▶ _STATED PROBLEM_
Rewrite the whole listing below, requests included, and raise every x and y coordinate in the answers by 137.

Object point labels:
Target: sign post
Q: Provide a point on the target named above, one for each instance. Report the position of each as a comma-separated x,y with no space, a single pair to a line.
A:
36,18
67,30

▶ _FINISHED TASK_
Target: sign post
Q: Provide a point on the target named above, one for each instance. Report the position of each as a comma-separated x,y with no space, a single pair to a line.
A:
173,155
204,167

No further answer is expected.